↓

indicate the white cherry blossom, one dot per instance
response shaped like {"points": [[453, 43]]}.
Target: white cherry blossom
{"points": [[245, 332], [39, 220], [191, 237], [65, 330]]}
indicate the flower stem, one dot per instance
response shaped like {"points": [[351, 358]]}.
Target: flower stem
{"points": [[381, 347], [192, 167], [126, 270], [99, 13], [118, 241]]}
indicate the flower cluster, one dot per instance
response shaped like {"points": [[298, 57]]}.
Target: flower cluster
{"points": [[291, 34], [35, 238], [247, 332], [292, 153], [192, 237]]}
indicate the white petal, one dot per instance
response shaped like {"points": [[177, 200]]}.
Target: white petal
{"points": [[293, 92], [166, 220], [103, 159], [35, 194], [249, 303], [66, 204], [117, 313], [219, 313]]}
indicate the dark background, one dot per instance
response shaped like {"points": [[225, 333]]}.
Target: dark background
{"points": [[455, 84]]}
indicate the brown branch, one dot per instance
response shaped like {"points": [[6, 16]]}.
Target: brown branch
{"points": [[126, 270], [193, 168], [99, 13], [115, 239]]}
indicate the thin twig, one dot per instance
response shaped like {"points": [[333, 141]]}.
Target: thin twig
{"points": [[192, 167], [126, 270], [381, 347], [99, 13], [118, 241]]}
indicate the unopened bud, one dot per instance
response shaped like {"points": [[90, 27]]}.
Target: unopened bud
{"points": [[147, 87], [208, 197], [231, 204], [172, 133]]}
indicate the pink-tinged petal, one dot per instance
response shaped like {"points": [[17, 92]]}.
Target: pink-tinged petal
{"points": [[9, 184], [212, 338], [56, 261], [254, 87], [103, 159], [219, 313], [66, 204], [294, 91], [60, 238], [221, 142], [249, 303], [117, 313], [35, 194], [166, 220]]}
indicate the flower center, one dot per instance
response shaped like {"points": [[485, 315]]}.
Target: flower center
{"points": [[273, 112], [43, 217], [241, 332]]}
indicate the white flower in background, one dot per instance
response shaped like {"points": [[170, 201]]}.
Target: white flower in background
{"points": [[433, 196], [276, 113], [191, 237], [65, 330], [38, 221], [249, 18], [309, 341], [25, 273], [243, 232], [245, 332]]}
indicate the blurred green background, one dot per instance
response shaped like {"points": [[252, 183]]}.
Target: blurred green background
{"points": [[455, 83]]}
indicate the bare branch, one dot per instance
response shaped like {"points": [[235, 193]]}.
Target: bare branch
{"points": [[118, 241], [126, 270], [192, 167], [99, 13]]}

↑

**WORK TO BE COMPLETED:** Beginning with the line that contains "indicate the unopened", quote each line exactly through the last line of the entries above, and nothing beyond them.

**TASK ANSWER:**
indicate the unopened bud, one dot per instance
response shaped like {"points": [[90, 27]]}.
Target: unopened bud
{"points": [[147, 87], [208, 197], [231, 204], [172, 133]]}
indicate the pink-tinged petal, one dot per instance
response shaped like {"points": [[17, 92]]}.
Target: pink-tinged petal
{"points": [[9, 184], [212, 338], [56, 261], [254, 87], [103, 159], [219, 313], [66, 204], [294, 91], [60, 238], [221, 142], [249, 303], [117, 313], [35, 194], [166, 220]]}
indicate the flower center, one dot per instance
response shaped like {"points": [[485, 315]]}.
Target: flower center
{"points": [[273, 112], [43, 217], [241, 332]]}
indicate the white flower in background, one dot per instance
response shaped like {"points": [[170, 201]]}.
Target: white flower in background
{"points": [[433, 196], [276, 113], [191, 237], [65, 330], [38, 221], [249, 18], [309, 341], [25, 273], [243, 232], [245, 332]]}
indicate the blurred green background, one dot per instance
response shaped like {"points": [[252, 183]]}.
Target: blurred green background
{"points": [[455, 83]]}
indicate the bare branch, one dot per instance
response shaped like {"points": [[235, 193]]}.
Target: bare branch
{"points": [[118, 241], [126, 270], [192, 167], [99, 13]]}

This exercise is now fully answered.